> [Exercise requirements]
Only the lines from the line containing "Rules: place one point on every instance of the soldier standing" through the final line of the entries should be printed, exactly as given, with the pictures left out.

(Photo object pointing records)

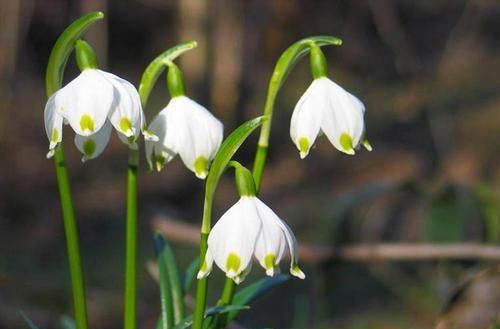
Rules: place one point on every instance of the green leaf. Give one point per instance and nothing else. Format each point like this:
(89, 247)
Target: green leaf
(190, 275)
(489, 202)
(226, 152)
(157, 66)
(67, 322)
(166, 255)
(28, 321)
(63, 48)
(188, 321)
(451, 214)
(250, 293)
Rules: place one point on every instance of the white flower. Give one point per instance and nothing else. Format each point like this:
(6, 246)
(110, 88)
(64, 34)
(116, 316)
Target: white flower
(327, 107)
(249, 228)
(90, 104)
(186, 128)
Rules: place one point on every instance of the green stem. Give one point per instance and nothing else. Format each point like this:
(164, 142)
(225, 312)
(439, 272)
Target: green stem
(130, 312)
(72, 245)
(202, 285)
(283, 67)
(226, 299)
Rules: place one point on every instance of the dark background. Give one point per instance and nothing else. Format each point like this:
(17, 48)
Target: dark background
(428, 73)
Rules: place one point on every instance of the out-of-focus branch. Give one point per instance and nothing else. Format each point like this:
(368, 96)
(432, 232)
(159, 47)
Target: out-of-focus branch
(176, 230)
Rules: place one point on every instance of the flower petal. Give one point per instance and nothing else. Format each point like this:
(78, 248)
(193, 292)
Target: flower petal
(194, 133)
(343, 122)
(86, 101)
(126, 113)
(53, 124)
(92, 146)
(271, 240)
(232, 239)
(306, 118)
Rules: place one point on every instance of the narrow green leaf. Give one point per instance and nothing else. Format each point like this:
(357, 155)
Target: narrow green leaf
(63, 48)
(250, 293)
(158, 65)
(190, 275)
(166, 255)
(188, 321)
(167, 310)
(226, 152)
(67, 322)
(28, 321)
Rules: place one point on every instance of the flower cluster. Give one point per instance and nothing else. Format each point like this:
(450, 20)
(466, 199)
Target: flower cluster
(326, 107)
(249, 228)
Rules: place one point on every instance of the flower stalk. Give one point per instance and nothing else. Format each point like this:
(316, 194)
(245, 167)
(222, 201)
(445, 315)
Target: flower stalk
(53, 82)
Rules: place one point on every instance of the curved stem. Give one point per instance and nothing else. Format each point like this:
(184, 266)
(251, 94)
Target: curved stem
(72, 244)
(283, 67)
(130, 311)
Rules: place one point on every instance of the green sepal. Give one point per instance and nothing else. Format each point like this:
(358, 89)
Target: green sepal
(244, 180)
(156, 67)
(63, 48)
(175, 81)
(227, 150)
(85, 55)
(317, 61)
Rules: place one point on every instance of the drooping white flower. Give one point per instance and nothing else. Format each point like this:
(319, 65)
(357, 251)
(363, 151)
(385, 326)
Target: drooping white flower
(249, 228)
(186, 128)
(326, 107)
(90, 104)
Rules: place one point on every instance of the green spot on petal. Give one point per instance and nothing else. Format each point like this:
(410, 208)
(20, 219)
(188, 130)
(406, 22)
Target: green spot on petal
(87, 123)
(201, 167)
(89, 147)
(160, 162)
(55, 136)
(233, 263)
(367, 145)
(269, 261)
(125, 125)
(346, 143)
(304, 147)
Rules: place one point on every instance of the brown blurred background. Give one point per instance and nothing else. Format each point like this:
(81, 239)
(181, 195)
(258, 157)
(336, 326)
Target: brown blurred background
(428, 73)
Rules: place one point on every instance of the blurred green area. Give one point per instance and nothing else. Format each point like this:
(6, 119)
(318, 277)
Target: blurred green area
(428, 73)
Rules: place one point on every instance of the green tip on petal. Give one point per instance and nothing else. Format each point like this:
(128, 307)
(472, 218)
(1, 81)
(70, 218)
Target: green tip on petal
(346, 143)
(89, 147)
(269, 262)
(87, 123)
(126, 127)
(160, 162)
(304, 147)
(367, 145)
(297, 272)
(233, 263)
(201, 167)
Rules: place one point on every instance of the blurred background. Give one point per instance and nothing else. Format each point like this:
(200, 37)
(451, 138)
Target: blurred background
(428, 73)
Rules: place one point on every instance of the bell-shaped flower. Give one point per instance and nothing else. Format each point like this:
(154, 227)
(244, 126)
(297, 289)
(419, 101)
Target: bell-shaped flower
(186, 128)
(327, 108)
(249, 228)
(90, 104)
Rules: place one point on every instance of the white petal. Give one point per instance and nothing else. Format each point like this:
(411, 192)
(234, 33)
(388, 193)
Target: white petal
(126, 113)
(92, 146)
(343, 122)
(194, 133)
(292, 244)
(235, 235)
(306, 118)
(158, 152)
(86, 101)
(271, 240)
(53, 123)
(206, 266)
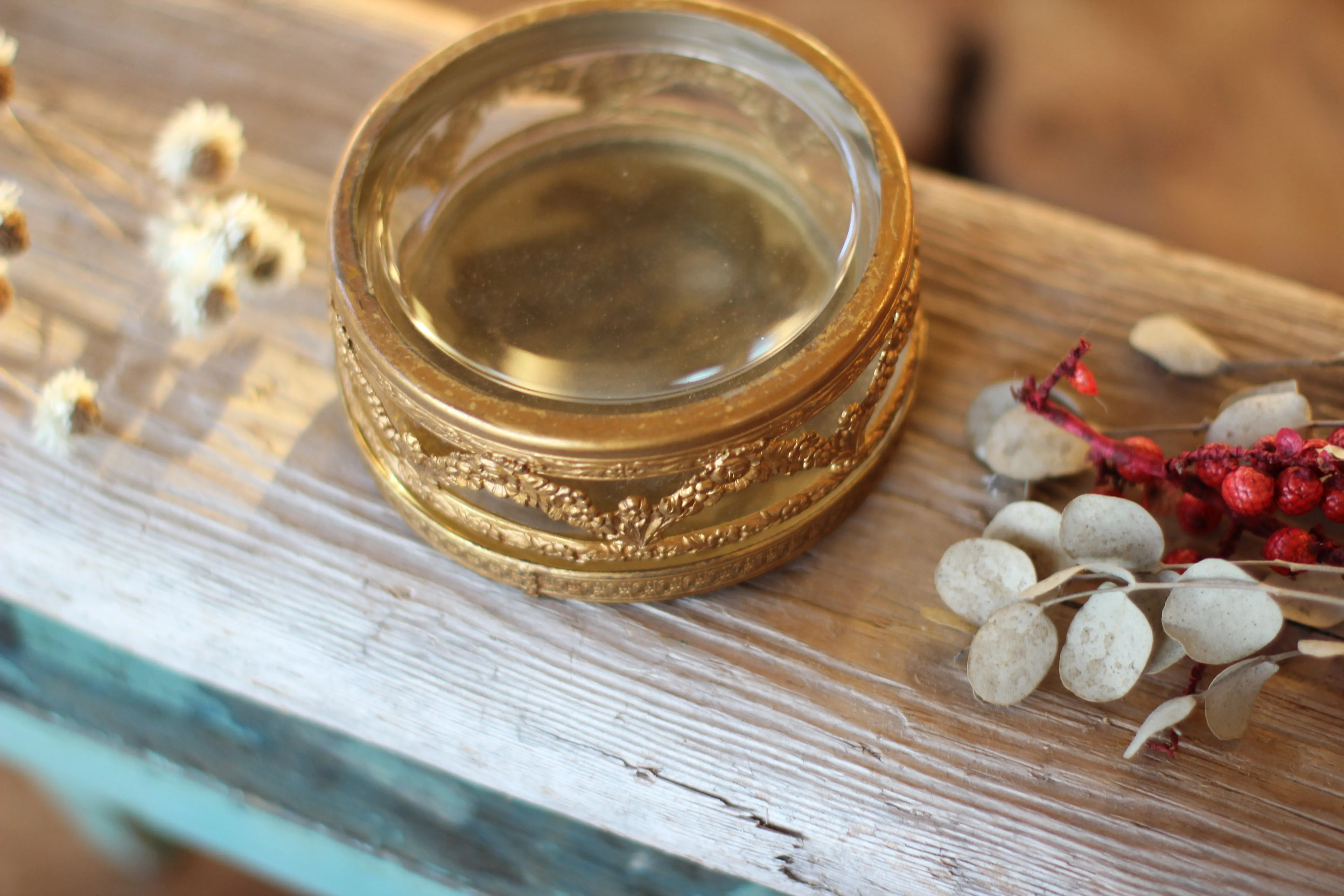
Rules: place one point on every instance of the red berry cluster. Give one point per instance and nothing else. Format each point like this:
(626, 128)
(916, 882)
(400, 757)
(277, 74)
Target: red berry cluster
(1280, 473)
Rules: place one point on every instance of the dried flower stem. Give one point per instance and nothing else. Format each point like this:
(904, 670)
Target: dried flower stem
(1116, 453)
(80, 158)
(95, 214)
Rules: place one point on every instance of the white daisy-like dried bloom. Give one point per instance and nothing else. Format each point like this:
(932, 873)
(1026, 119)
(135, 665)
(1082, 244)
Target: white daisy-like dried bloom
(199, 144)
(14, 223)
(66, 409)
(198, 302)
(201, 238)
(279, 257)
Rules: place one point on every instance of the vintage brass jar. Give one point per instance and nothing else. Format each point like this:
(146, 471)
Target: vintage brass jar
(626, 296)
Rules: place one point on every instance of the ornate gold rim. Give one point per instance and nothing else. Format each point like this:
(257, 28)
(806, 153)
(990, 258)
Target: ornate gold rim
(682, 438)
(762, 551)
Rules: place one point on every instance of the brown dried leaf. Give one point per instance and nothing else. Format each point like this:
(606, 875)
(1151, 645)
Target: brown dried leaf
(1107, 648)
(1011, 653)
(1322, 649)
(1034, 527)
(1164, 717)
(1025, 446)
(1098, 528)
(1247, 421)
(1178, 346)
(1222, 621)
(979, 576)
(1232, 696)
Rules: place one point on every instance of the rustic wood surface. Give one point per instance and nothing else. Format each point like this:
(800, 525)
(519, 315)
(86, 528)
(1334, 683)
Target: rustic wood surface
(808, 730)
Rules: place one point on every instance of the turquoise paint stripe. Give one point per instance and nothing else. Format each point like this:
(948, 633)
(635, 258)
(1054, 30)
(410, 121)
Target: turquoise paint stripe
(239, 778)
(174, 805)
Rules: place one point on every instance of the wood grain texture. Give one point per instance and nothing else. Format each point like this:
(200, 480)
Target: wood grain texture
(808, 730)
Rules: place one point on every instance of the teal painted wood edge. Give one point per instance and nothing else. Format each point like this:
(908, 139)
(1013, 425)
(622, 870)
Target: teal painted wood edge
(212, 817)
(239, 778)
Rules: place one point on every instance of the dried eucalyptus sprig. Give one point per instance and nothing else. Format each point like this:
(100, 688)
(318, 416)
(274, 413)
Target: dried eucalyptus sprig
(1183, 348)
(1143, 606)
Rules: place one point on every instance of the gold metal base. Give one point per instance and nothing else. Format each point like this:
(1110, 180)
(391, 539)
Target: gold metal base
(674, 577)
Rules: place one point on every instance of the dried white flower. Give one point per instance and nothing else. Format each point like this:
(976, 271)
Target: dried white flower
(14, 223)
(279, 256)
(201, 238)
(199, 143)
(65, 409)
(199, 300)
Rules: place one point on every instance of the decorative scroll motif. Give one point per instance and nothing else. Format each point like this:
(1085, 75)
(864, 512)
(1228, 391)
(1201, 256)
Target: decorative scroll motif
(638, 528)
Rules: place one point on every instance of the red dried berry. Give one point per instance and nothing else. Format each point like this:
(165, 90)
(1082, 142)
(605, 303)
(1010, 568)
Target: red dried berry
(1213, 472)
(1248, 491)
(1288, 443)
(1332, 506)
(1135, 471)
(1082, 381)
(1298, 491)
(1295, 546)
(1182, 557)
(1195, 516)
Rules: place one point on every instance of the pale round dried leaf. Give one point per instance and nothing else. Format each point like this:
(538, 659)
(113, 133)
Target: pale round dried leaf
(1107, 648)
(1247, 421)
(1178, 346)
(1025, 446)
(1034, 527)
(1167, 649)
(1011, 653)
(990, 405)
(1322, 649)
(1100, 528)
(1221, 622)
(1314, 613)
(1265, 389)
(1164, 717)
(1232, 696)
(979, 576)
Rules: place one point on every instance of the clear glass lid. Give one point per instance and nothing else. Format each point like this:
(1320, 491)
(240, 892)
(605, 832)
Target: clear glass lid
(629, 206)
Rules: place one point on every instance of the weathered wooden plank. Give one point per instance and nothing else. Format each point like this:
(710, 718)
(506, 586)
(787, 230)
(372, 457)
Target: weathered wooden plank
(808, 730)
(314, 809)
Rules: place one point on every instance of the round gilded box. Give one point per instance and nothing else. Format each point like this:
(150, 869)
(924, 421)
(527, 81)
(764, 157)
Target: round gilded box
(626, 296)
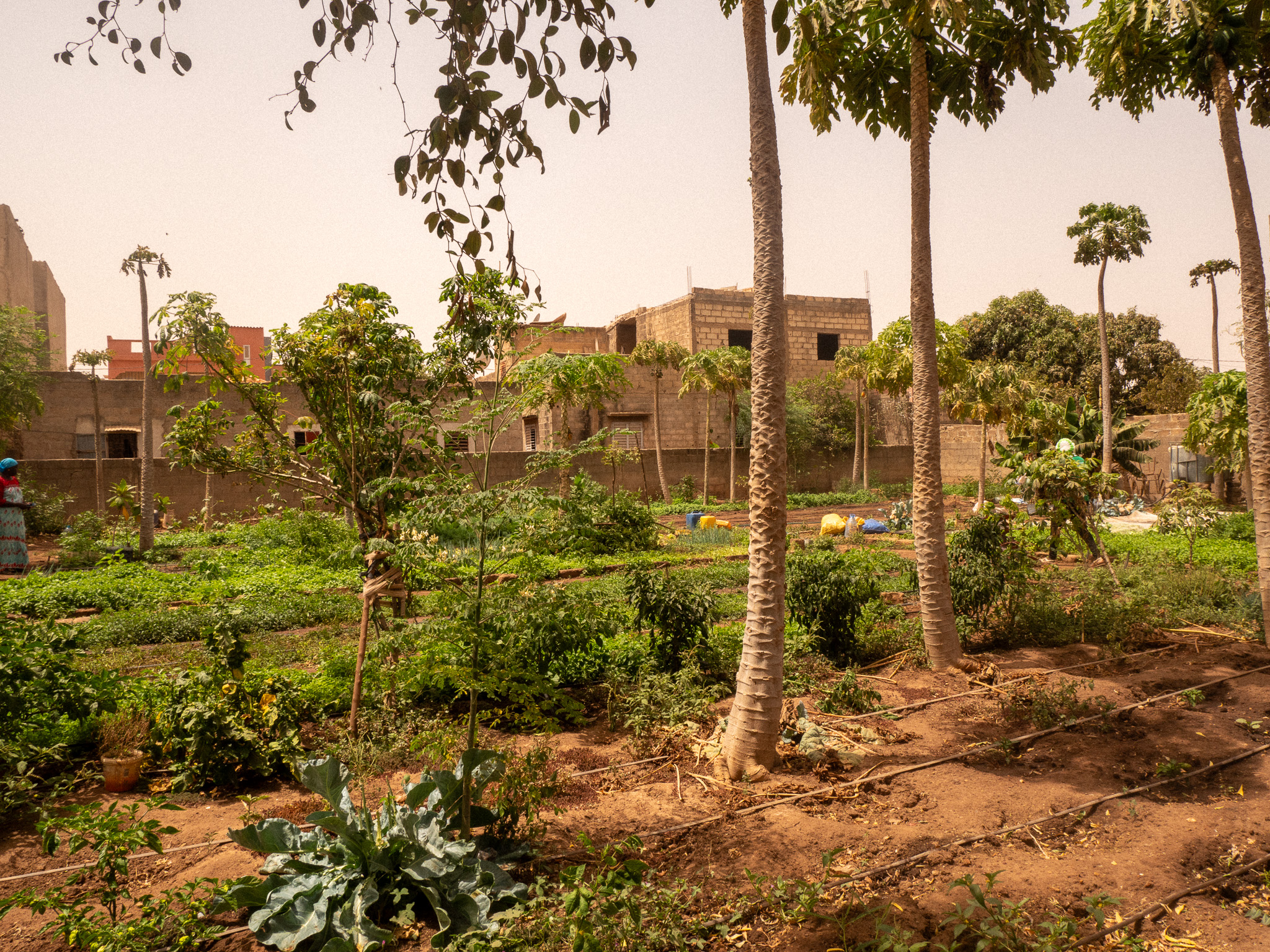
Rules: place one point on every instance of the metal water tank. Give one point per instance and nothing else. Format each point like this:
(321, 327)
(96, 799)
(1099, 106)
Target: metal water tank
(1185, 465)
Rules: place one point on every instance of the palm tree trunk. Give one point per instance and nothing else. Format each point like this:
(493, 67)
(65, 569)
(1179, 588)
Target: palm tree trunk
(732, 447)
(146, 503)
(753, 725)
(1106, 374)
(1256, 339)
(855, 460)
(929, 544)
(657, 438)
(98, 450)
(1219, 475)
(984, 465)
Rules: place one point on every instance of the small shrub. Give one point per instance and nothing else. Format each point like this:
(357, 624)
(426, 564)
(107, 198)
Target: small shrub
(1048, 707)
(827, 593)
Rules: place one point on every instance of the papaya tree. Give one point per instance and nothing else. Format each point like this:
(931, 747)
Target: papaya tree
(898, 65)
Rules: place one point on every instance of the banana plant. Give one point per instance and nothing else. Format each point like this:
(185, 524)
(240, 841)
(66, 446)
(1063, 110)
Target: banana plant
(345, 885)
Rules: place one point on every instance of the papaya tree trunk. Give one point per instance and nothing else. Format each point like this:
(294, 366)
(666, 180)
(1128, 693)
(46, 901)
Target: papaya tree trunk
(1108, 439)
(753, 725)
(1256, 339)
(929, 534)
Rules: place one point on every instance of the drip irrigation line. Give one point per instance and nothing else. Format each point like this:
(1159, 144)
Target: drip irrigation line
(1162, 906)
(913, 769)
(981, 691)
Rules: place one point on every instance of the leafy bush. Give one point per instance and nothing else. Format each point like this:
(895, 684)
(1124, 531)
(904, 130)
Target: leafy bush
(45, 692)
(47, 513)
(827, 592)
(988, 566)
(219, 731)
(363, 871)
(676, 610)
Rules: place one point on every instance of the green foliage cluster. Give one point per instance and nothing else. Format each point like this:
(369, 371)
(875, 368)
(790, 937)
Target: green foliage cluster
(827, 593)
(107, 917)
(363, 871)
(990, 565)
(46, 707)
(219, 731)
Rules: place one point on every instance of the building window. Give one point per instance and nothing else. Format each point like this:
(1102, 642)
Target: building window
(122, 444)
(826, 347)
(629, 434)
(625, 335)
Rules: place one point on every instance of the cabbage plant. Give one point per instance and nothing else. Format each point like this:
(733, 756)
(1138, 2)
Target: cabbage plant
(345, 885)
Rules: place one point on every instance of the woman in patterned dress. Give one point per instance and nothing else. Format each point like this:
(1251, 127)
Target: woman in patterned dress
(13, 526)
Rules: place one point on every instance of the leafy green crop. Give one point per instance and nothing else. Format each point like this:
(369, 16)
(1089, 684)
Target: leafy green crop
(345, 885)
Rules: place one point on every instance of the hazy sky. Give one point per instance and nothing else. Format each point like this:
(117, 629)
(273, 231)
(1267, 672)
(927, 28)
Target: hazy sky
(99, 159)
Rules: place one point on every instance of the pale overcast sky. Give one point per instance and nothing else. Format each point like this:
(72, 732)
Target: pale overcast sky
(99, 159)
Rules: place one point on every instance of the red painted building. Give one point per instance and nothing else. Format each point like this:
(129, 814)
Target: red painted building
(127, 361)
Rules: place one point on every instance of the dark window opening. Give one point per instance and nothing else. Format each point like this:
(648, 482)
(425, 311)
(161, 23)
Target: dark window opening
(122, 446)
(625, 338)
(826, 347)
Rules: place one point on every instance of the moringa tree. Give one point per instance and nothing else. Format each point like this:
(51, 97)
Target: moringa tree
(877, 60)
(659, 357)
(136, 265)
(705, 371)
(993, 394)
(93, 359)
(1103, 234)
(1137, 55)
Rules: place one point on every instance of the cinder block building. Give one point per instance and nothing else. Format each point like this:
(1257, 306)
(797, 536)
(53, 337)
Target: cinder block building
(700, 320)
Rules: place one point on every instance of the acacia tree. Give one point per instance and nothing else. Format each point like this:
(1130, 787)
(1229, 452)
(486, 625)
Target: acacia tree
(93, 359)
(191, 328)
(755, 721)
(993, 394)
(1108, 232)
(136, 265)
(704, 371)
(1139, 55)
(877, 60)
(659, 357)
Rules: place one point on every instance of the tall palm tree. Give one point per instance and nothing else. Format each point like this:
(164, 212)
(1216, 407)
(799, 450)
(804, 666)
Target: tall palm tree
(1103, 234)
(93, 359)
(992, 394)
(755, 721)
(1135, 55)
(136, 265)
(704, 371)
(1208, 271)
(659, 357)
(874, 59)
(734, 376)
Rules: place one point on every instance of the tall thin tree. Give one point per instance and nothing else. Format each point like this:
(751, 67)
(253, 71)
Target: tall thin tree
(136, 265)
(1139, 54)
(755, 723)
(1108, 232)
(874, 59)
(93, 359)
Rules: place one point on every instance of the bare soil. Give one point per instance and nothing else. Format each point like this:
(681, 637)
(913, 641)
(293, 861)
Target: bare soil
(1137, 850)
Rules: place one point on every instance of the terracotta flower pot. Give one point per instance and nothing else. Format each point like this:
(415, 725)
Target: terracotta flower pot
(122, 772)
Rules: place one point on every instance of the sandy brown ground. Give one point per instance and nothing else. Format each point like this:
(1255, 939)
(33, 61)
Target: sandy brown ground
(1139, 851)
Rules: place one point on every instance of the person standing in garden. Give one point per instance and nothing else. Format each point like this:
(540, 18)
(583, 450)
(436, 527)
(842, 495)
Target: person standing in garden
(13, 526)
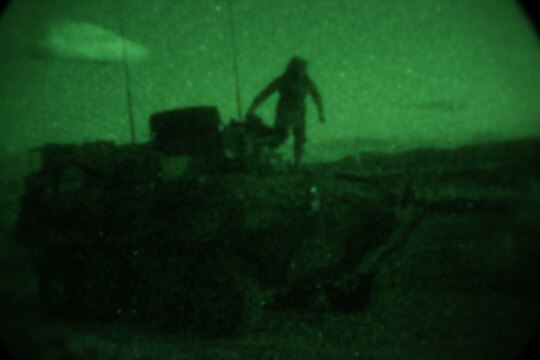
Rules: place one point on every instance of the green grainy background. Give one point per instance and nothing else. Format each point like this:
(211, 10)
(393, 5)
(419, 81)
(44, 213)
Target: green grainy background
(401, 72)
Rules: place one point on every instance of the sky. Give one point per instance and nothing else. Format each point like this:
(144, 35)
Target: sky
(394, 72)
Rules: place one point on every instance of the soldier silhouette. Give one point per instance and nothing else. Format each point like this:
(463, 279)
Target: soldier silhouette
(293, 87)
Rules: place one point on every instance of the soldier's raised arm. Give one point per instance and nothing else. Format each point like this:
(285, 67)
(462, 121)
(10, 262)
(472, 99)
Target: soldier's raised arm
(263, 95)
(314, 92)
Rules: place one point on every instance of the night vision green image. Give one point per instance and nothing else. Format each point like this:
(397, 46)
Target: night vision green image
(256, 179)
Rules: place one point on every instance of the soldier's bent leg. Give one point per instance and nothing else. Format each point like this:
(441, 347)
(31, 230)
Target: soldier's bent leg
(299, 141)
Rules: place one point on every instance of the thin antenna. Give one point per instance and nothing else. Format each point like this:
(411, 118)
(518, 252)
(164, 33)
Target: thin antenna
(235, 60)
(129, 95)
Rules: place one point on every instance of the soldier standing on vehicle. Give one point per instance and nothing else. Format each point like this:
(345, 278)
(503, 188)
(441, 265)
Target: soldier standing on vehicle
(293, 87)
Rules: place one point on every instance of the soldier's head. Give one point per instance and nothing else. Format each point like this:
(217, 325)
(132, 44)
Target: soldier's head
(297, 68)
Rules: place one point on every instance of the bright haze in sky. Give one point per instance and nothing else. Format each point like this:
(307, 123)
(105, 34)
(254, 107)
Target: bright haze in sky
(397, 72)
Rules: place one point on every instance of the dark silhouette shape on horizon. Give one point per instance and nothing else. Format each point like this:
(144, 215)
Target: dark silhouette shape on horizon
(293, 86)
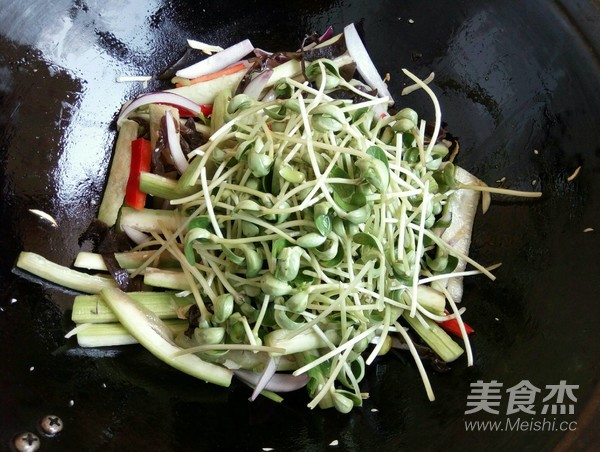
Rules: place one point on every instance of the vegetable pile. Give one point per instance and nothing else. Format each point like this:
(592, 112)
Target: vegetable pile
(289, 226)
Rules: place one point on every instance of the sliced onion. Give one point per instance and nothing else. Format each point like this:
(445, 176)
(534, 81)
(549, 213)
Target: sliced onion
(218, 61)
(258, 83)
(158, 98)
(278, 382)
(363, 61)
(136, 236)
(179, 158)
(266, 376)
(328, 34)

> [Answer to the task]
Rules: place one point on every instance of the soldier standing on vehicle. Give one point per instance and nothing else. Format each point like this:
(345, 278)
(503, 188)
(441, 265)
Target: soldier standing on vehicle
(293, 87)
Rules: place one point on every instance of the soldier's head. Give one point per instance and nothing else. Format each point like this:
(217, 325)
(132, 44)
Target: soldier's head
(297, 68)
Rules: place one point on every instance of the bright haze in sky. Give one point per instance and nothing else. Format each point like this:
(307, 123)
(105, 34)
(254, 107)
Target: bright haze in sky
(397, 72)
Rules: place one point on every instance of the dark silhouette shape on horizon. Give one point per instance and nothing else. Format each point like this:
(144, 215)
Target: dark silhouette shape on horizon
(293, 86)
Rules: place one point on every instance of the vegetable pile. Give one point per instance and nothing else. Format each point like this:
(592, 112)
Target: vegetable pile
(289, 226)
Rules: place one point on every instance of the sliced onion. Give one point per instance and nothing else. Format each point like this:
(445, 176)
(534, 81)
(549, 213)
Target: sliced onion
(218, 61)
(258, 83)
(158, 98)
(278, 382)
(363, 61)
(136, 236)
(179, 158)
(266, 376)
(328, 34)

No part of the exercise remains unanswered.